:: What you should do ::
Exclude the pictures and retype the entries as written.

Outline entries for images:
-=-=-

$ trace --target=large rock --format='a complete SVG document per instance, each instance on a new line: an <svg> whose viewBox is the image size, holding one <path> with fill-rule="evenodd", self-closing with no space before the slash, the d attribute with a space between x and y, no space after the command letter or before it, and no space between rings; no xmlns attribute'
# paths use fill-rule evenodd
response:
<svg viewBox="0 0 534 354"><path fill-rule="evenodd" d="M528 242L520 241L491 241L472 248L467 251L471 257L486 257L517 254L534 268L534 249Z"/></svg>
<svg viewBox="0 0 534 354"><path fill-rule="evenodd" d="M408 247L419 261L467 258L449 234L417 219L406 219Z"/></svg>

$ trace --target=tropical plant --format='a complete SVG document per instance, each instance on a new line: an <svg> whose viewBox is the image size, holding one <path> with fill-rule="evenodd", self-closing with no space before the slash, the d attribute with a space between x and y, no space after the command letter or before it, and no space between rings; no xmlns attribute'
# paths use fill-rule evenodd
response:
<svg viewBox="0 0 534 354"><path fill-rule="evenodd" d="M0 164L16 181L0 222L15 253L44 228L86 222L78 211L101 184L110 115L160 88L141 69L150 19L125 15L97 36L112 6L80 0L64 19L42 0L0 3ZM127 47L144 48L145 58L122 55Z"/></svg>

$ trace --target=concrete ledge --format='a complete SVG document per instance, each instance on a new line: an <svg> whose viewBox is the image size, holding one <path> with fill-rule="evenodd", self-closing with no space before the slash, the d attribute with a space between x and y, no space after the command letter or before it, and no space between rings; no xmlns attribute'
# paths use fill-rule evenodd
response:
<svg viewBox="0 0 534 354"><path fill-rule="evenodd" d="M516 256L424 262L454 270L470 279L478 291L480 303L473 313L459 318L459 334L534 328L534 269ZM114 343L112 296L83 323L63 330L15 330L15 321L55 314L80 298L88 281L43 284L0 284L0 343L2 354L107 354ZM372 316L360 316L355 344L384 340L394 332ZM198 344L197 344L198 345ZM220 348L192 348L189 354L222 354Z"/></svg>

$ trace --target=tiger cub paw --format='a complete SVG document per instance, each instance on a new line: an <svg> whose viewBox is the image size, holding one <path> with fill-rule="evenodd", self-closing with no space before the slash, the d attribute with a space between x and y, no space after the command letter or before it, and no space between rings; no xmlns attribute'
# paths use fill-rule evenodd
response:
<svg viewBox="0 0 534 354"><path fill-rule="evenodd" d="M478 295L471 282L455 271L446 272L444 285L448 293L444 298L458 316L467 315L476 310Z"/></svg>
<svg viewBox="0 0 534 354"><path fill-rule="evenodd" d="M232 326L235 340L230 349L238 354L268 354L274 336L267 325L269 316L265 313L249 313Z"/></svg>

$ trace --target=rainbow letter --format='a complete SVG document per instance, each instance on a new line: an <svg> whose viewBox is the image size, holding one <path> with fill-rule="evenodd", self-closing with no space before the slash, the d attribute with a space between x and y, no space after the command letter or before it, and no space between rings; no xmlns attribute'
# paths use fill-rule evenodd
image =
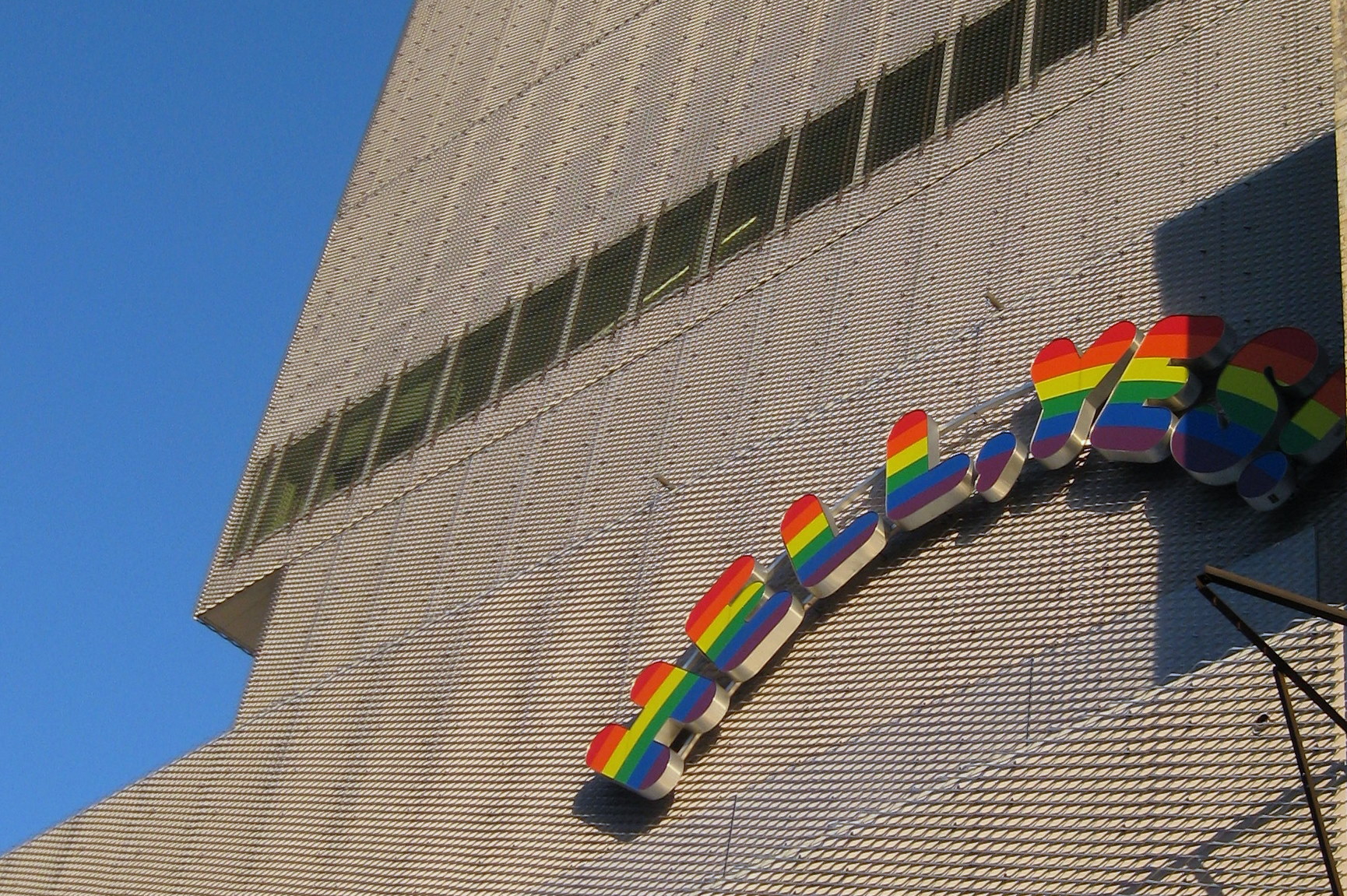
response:
<svg viewBox="0 0 1347 896"><path fill-rule="evenodd" d="M1230 356L1233 334L1215 317L1175 314L1161 319L1127 362L1090 431L1090 443L1110 461L1158 463L1169 437L1202 384L1188 368L1215 368Z"/></svg>
<svg viewBox="0 0 1347 896"><path fill-rule="evenodd" d="M1305 396L1323 380L1324 371L1319 345L1304 330L1280 327L1251 340L1216 380L1222 414L1203 404L1179 420L1171 439L1175 461L1199 482L1237 481L1286 419L1269 375L1284 389Z"/></svg>
<svg viewBox="0 0 1347 896"><path fill-rule="evenodd" d="M1119 321L1084 354L1076 352L1071 340L1053 340L1039 352L1029 368L1043 406L1029 446L1039 463L1055 470L1080 454L1095 415L1109 400L1140 342L1137 326Z"/></svg>
<svg viewBox="0 0 1347 896"><path fill-rule="evenodd" d="M1281 431L1281 450L1301 463L1324 462L1343 443L1343 406L1347 404L1343 368L1328 375L1304 407L1296 411Z"/></svg>
<svg viewBox="0 0 1347 896"><path fill-rule="evenodd" d="M884 550L878 515L862 513L838 532L827 511L812 494L796 499L781 517L781 540L795 575L814 597L838 590Z"/></svg>
<svg viewBox="0 0 1347 896"><path fill-rule="evenodd" d="M632 684L641 707L630 728L607 725L590 742L585 761L645 799L664 796L683 775L683 757L669 749L680 729L715 728L730 698L715 682L668 663L651 663Z"/></svg>
<svg viewBox="0 0 1347 896"><path fill-rule="evenodd" d="M1328 375L1281 431L1280 451L1259 454L1239 474L1235 489L1255 511L1270 511L1296 490L1296 468L1288 454L1307 466L1321 463L1343 443L1343 406L1347 388L1343 368Z"/></svg>
<svg viewBox="0 0 1347 896"><path fill-rule="evenodd" d="M746 682L781 649L804 618L804 608L789 591L764 600L766 582L752 556L741 556L721 573L687 617L687 636L715 667L735 682Z"/></svg>
<svg viewBox="0 0 1347 896"><path fill-rule="evenodd" d="M955 454L940 462L940 434L925 411L908 411L889 430L884 461L884 513L915 530L973 494L973 459Z"/></svg>
<svg viewBox="0 0 1347 896"><path fill-rule="evenodd" d="M978 451L978 462L974 469L978 481L974 488L978 494L995 503L1010 493L1010 486L1020 478L1024 470L1024 461L1029 455L1024 442L1016 438L1014 433L997 433L982 450Z"/></svg>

-=-=-

:: Exercise answer ::
$ trace --target=large rock --format='a complete SVG document per instance, each instance on a new line: an <svg> whose viewBox is the image size, holding one <path> with fill-rule="evenodd", self-closing with no space before the slash, the d attribute with a space between x and y, no space after the command letter or before it, and no space between rings; no xmlns attribute'
# paths use fill-rule evenodd
response:
<svg viewBox="0 0 534 354"><path fill-rule="evenodd" d="M528 242L520 241L491 241L472 248L467 251L471 257L486 257L517 254L534 268L534 249Z"/></svg>
<svg viewBox="0 0 534 354"><path fill-rule="evenodd" d="M408 247L419 261L467 258L449 234L417 219L406 219Z"/></svg>

$ trace --target=tropical plant --format='a complete SVG document per instance, each instance on a new line: an <svg> whose viewBox is the image size, holding one <path> with fill-rule="evenodd", self-closing with no space before the slash, the d attribute with a space between x and y, no space after the command letter or before it, and no space between rings; no xmlns attribute'
# paths use fill-rule evenodd
response:
<svg viewBox="0 0 534 354"><path fill-rule="evenodd" d="M0 164L16 181L0 222L15 253L44 228L86 222L78 211L101 184L110 115L160 88L141 69L150 19L125 15L97 36L112 6L80 0L64 19L42 0L0 3ZM127 47L144 48L145 58L122 55Z"/></svg>

$ trace --target=concrete ledge --format='a complete SVG document per instance, each instance on a new line: an <svg> whose viewBox is the image size, holding one <path> with fill-rule="evenodd", self-closing with no space before the slash, the d attribute with a space between x and y, no space after the command letter or before it, and no space between rings; no xmlns attribute'
# paths use fill-rule evenodd
response:
<svg viewBox="0 0 534 354"><path fill-rule="evenodd" d="M516 256L424 262L454 270L470 279L478 291L480 303L473 313L459 318L459 334L534 328L534 269ZM114 343L112 296L83 323L63 330L15 330L15 321L55 314L80 298L88 281L43 284L0 284L0 343L2 354L107 354ZM372 316L360 316L355 344L384 340L394 332ZM198 344L197 344L198 345ZM220 348L192 348L189 354L222 354Z"/></svg>

$ trace --target=tiger cub paw --format='a complete SVG document per instance, each instance on a new line: an <svg> whose viewBox is the image size, holding one <path> with fill-rule="evenodd", self-closing with no space before the slash, the d attribute with a space between x and y, no space after the command letter or before it, and no space between rings; no xmlns attribute'
# paths use fill-rule evenodd
response:
<svg viewBox="0 0 534 354"><path fill-rule="evenodd" d="M478 295L471 282L455 271L446 272L444 285L448 293L444 298L458 316L467 315L476 310Z"/></svg>
<svg viewBox="0 0 534 354"><path fill-rule="evenodd" d="M232 326L235 340L230 349L238 354L268 354L274 336L267 325L269 316L265 313L249 313Z"/></svg>

$ trace --target=rainbow letter --format='a complete SVG document per instance, each instance on a new line: an <svg> whose viewBox is the image size, holding one <path> with fill-rule="evenodd", self-closing with no space before the slash, the d attribute with a space between x and y, no space after the command letter or before it, and no space between rings; no xmlns attribute'
# paths use fill-rule evenodd
image =
response:
<svg viewBox="0 0 1347 896"><path fill-rule="evenodd" d="M1230 356L1233 334L1215 317L1175 314L1161 319L1127 362L1090 431L1090 443L1110 461L1158 463L1169 437L1202 384L1188 368L1215 368Z"/></svg>
<svg viewBox="0 0 1347 896"><path fill-rule="evenodd" d="M1305 396L1323 380L1324 371L1319 345L1304 330L1280 327L1251 340L1216 380L1222 414L1203 404L1179 420L1171 439L1175 461L1199 482L1237 481L1286 419L1269 375L1284 389Z"/></svg>
<svg viewBox="0 0 1347 896"><path fill-rule="evenodd" d="M1119 321L1084 354L1076 352L1071 340L1053 340L1039 352L1029 368L1043 406L1029 446L1039 463L1055 470L1080 454L1095 415L1109 400L1140 342L1137 326Z"/></svg>
<svg viewBox="0 0 1347 896"><path fill-rule="evenodd" d="M1281 431L1281 450L1301 463L1324 462L1343 443L1343 406L1347 404L1343 368L1328 375L1304 407L1296 411Z"/></svg>
<svg viewBox="0 0 1347 896"><path fill-rule="evenodd" d="M884 550L878 515L862 513L838 532L827 511L812 494L796 499L781 517L781 540L795 575L814 597L838 590Z"/></svg>
<svg viewBox="0 0 1347 896"><path fill-rule="evenodd" d="M632 684L641 707L630 728L607 725L590 742L585 761L645 799L664 796L683 775L683 757L669 749L680 729L715 728L730 698L715 682L668 663L651 663Z"/></svg>
<svg viewBox="0 0 1347 896"><path fill-rule="evenodd" d="M1328 375L1281 431L1280 451L1259 454L1239 474L1235 489L1255 511L1270 511L1296 490L1296 468L1288 454L1307 466L1321 463L1343 443L1343 406L1347 388L1343 368Z"/></svg>
<svg viewBox="0 0 1347 896"><path fill-rule="evenodd" d="M746 682L781 649L804 618L804 608L789 591L764 600L766 582L752 556L741 556L721 573L687 617L687 636L715 667L735 682Z"/></svg>
<svg viewBox="0 0 1347 896"><path fill-rule="evenodd" d="M955 454L940 462L940 434L925 411L908 411L889 430L884 461L884 513L915 530L973 494L973 459Z"/></svg>
<svg viewBox="0 0 1347 896"><path fill-rule="evenodd" d="M978 451L978 462L974 469L978 481L974 488L978 494L995 503L1010 493L1010 486L1020 478L1024 470L1024 461L1029 455L1024 442L1016 438L1014 433L997 433L982 450Z"/></svg>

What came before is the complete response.